*Supplied passage*.
Our last observation was, to us, the most important. We saw Christ in the book of Job. Job says things like “he who testifies for me is on high” and “I know that my Redeemer lives.” Then there’s this awesome moment when the Lord says to Job, “Is the wild ox willing to serve you? Will he spend the night at your manger?” (Job 39:9) Now I know that the Lord is declaring his control over even this wild beast. (I read this in several commentaries.) Job certainly couldn’t make this wild ox behave like a tame one and feed in his manger. But the word “manger” immediately made us think of Christ’s birth.
On the final day of Job, I read the Lord’s response and the conclusion of the book. As the kids and I recounted the things we had read and learned from Job, my daughter (believe it or not, the same daughter that said, “Can we please read something else?”) said, “Aw, I’m kinda sorry that it’s over. I wish Job was longer.”

*Given data*.
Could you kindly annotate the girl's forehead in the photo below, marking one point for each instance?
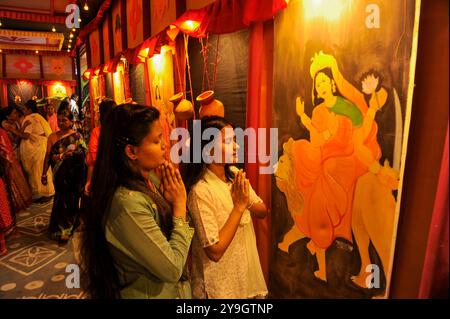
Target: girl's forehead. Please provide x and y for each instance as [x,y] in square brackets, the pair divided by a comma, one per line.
[227,131]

*Exercise set*.
1. In the passage about reading Job, substitute "stall" for "manger" and write out everything from "Our last observation" down to "of Christ’s birth.".
2. Pick up the passage about reading Job with the kids after its final sentence and continue it.
The material has no connection to the passage about reading Job.

*Answers by task*.
1.
Our last observation was, to us, the most important. We saw Christ in the book of Job. Job says things like “he who testifies for me is on high” and “I know that my Redeemer lives.” Then there’s this awesome moment when the Lord says to Job, “Is the wild ox willing to serve you? Will he spend the night at your stall?” (Job 39:9) Now I know that the Lord is declaring his control over even this wild beast. (I read this in several commentaries.) Job certainly couldn’t make this wild ox behave like a tame one and feed in his stall. But the word “stall” immediately made us think of Christ’s birth.

2.
This is something worth our energy
This has been just a part of the joy of reading the Bible with my kids . . . I see their appetites for God and His Word growing. And it fuels my delight in God and His Word as well.
It takes time to read the Bible with my kids, and there are certainly a lot of confusing and challenging moments. But this is something worth my time . . . and yours. This is something worth our energy. This is something for which we need to sacrifice, so that the Word of God might fill the minds of our kids.
God, please establish your Word in their hearts. Give our kids a true hunger—a real appetite—for You.